§ Provided data:

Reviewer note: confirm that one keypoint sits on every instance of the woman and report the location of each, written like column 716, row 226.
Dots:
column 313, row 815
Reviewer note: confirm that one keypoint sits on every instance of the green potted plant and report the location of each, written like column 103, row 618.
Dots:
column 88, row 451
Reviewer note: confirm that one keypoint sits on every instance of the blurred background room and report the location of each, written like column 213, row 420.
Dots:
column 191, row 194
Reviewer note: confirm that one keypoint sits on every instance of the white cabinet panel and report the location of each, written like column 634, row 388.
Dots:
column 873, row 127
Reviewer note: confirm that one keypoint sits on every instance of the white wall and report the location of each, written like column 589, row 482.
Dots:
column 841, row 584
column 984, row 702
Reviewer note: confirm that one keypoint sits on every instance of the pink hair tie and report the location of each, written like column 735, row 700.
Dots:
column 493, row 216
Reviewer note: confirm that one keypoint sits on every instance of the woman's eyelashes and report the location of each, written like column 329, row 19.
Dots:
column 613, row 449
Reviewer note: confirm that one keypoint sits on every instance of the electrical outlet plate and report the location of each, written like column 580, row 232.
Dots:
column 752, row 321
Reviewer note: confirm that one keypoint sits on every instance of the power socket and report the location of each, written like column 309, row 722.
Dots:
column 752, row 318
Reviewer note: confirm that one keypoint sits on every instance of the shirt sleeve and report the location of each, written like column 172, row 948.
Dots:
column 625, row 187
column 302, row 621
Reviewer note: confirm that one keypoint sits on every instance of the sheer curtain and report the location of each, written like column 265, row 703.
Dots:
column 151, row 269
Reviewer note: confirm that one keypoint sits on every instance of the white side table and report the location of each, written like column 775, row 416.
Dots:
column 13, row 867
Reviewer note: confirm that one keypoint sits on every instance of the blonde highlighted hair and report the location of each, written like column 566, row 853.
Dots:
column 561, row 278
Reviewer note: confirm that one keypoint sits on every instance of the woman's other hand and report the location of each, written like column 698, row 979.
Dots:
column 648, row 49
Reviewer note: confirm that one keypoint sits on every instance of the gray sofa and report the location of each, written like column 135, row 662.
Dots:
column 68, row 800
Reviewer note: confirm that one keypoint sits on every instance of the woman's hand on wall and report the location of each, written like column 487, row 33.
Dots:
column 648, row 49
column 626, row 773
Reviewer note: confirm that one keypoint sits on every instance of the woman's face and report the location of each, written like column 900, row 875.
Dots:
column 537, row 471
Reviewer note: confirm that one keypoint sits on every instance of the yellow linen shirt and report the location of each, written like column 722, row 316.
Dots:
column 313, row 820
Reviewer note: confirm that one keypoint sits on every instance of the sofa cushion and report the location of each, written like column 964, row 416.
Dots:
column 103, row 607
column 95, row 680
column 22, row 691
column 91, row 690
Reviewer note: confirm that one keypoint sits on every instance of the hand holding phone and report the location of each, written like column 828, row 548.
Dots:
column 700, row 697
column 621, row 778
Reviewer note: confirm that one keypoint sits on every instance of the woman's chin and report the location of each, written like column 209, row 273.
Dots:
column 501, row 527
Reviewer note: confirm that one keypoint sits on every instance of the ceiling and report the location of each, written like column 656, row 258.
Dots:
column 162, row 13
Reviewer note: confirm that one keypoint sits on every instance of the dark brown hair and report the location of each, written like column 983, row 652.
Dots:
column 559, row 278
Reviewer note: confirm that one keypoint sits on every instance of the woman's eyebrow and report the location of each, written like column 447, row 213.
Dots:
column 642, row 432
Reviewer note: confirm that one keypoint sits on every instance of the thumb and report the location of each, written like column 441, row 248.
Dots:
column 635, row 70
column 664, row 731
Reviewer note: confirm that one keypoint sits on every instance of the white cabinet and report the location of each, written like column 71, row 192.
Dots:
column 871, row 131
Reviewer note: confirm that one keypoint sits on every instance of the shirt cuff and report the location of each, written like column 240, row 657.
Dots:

§ What is required: Starting at the line with "240, row 657.", copy every line up to and including the last one in the entries above.

§ Solution below:
Reviewer note: confirm that one keypoint sits on every instance of the shirt cuff and report the location of each, written like column 240, row 657.
Dots:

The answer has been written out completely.